▶ **Extracted entries**:
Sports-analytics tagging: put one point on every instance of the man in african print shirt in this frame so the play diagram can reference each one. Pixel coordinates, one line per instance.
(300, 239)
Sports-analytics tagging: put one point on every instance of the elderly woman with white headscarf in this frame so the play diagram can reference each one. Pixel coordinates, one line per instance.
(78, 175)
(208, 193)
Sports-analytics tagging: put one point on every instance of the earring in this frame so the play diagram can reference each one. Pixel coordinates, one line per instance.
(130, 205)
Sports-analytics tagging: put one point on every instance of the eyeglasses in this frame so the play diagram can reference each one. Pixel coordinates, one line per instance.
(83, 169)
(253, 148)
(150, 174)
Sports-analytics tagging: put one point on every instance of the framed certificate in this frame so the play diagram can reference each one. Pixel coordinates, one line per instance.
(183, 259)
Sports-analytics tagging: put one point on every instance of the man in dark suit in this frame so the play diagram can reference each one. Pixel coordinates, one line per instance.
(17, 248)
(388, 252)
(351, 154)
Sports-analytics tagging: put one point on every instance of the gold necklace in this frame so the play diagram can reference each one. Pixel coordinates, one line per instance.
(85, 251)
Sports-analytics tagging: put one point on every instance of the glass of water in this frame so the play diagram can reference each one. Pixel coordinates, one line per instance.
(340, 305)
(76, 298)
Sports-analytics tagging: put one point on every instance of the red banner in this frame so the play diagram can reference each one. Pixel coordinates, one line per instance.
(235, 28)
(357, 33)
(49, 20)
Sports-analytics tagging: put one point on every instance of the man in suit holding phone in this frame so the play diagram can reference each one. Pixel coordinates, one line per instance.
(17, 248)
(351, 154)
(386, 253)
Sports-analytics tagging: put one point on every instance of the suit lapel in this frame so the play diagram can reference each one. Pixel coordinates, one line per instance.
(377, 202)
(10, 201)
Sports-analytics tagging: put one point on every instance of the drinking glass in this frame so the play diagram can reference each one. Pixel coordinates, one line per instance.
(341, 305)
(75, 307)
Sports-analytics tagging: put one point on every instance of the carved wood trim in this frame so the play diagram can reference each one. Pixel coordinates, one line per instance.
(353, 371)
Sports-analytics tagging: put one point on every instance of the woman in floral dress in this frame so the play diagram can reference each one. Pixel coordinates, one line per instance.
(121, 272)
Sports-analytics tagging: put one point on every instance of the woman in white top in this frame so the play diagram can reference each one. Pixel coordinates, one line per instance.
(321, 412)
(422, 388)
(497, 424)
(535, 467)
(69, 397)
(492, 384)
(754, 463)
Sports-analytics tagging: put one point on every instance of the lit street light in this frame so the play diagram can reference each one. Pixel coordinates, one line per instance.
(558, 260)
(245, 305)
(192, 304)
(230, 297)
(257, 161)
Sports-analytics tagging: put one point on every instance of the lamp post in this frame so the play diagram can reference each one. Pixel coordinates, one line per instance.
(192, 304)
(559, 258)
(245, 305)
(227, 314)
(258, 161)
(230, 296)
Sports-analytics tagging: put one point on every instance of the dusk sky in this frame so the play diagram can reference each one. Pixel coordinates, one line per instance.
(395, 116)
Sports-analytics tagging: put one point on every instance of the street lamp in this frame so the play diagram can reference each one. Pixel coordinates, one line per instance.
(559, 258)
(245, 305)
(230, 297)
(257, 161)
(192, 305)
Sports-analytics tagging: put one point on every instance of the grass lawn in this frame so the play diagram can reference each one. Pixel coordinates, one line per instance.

▶ **Required work**:
Write out every record shown above, word for word.

▶ **Final result**:
Sports-analytics tagging: put one point on every instance of the man in african print shirt in this frame so the play diagram can reference each one. Pixel coordinates, one line per instance.
(300, 239)
Sports-analytics tagging: put one point on every instance of the elderly woman with white headscarf in this frame so the play diagram can reference each one. Pixel coordinates, one line per instance.
(78, 175)
(208, 193)
Sports-analytics tagging: put one point on every instance of the earring in this frame so the play diagram can reference each one. Pixel coordinates, one line per instance.
(130, 205)
Sports-analytics tagging: put one point on every instance of the eyeglasses in this frame so the play diagram can reference each one. Pixel coordinates, one line per instance.
(83, 169)
(253, 148)
(150, 174)
Sports-analytics tagging: put one point on every instance of the framed certificate in this frame so the play diagram can reference each one. Pixel coordinates, one line per instance.
(183, 259)
Sports-analytics tagging: put one point on every instance of the man in dark suit in this frame so the play diagram can reference each one. Pixel coordinates, one line per instance.
(17, 248)
(388, 252)
(351, 154)
Sports-analytics tagging: put one point on every instance of the gold necklace in this frame so the play diagram can reference each one. Pixel coordinates, one line per instance.
(85, 251)
Sports-analytics tagging: put one point on every instance of the glass of water in this frame so the play diagram can reference each one. Pixel coordinates, one line per instance.
(340, 305)
(76, 298)
Sports-analytics tagging: put one point on every instance of the red banner in this frame so the play diagram can reference each one. Pixel coordinates, one line per instance.
(235, 28)
(357, 33)
(49, 20)
Sports-analytics tagging: put one point on every instance of the man in suit holding phone in this frame so the play diagram can reference each one. Pixel coordinates, one line per instance.
(17, 248)
(351, 154)
(386, 253)
Sports-analytics tagging: put one point on every instance of the suit lapel in this frame so the play diagram can reference each one. Pixel coordinates, one line per instance.
(377, 202)
(10, 201)
Sports-analytics tagging: put one point on every instance of the drinking glass in this frame so the play diagram can reference each one. Pixel coordinates, one line per instance.
(341, 305)
(75, 307)
Sports-analytics tagging: put one point on every instance of the carved wood trim in this frame so the play diagram can reference each one. Pixel coordinates, one line per instance.
(353, 371)
Sports-analytics tagging: put one point on every instance of the woman in floral dress in this frame so the play diagram can reference each one. Pixel coordinates, one line per instance.
(121, 272)
Sports-analytics tagging: put one point on every instance of the woman in white top in this frame so the play diagram can reference each one. Pixel coordinates, one line per instance.
(321, 412)
(422, 388)
(497, 424)
(535, 467)
(69, 397)
(492, 384)
(754, 463)
Sports-analytics tagging: put one point on every instance of the lit street light in this frame so the play diagram can reference each one. Pixel coordinates, one line per instance.
(558, 260)
(245, 305)
(192, 304)
(230, 297)
(257, 161)
Sports-analytics tagging: put one point on every instance of the lamp post in this frame so the play diagram can reference each one. Pixel coordinates, one line per instance.
(192, 304)
(559, 258)
(245, 305)
(227, 314)
(258, 161)
(230, 296)
Sports-analytics tagging: put one point on every instance of the dusk sky in this frame so the play diagram can reference each one. Pixel coordinates, one line per instance.
(395, 116)
Sports-analytics tagging: put one point on every instance of the street lamp in this frame so the play diagram can reference each one. Pixel coordinates, one line per instance.
(559, 258)
(245, 305)
(230, 297)
(257, 161)
(192, 305)
Sports-analytics tagging: put one point on every instance of the grass lawn in this frame so the play diagram can reference each one. Pixel coordinates, one line per instance.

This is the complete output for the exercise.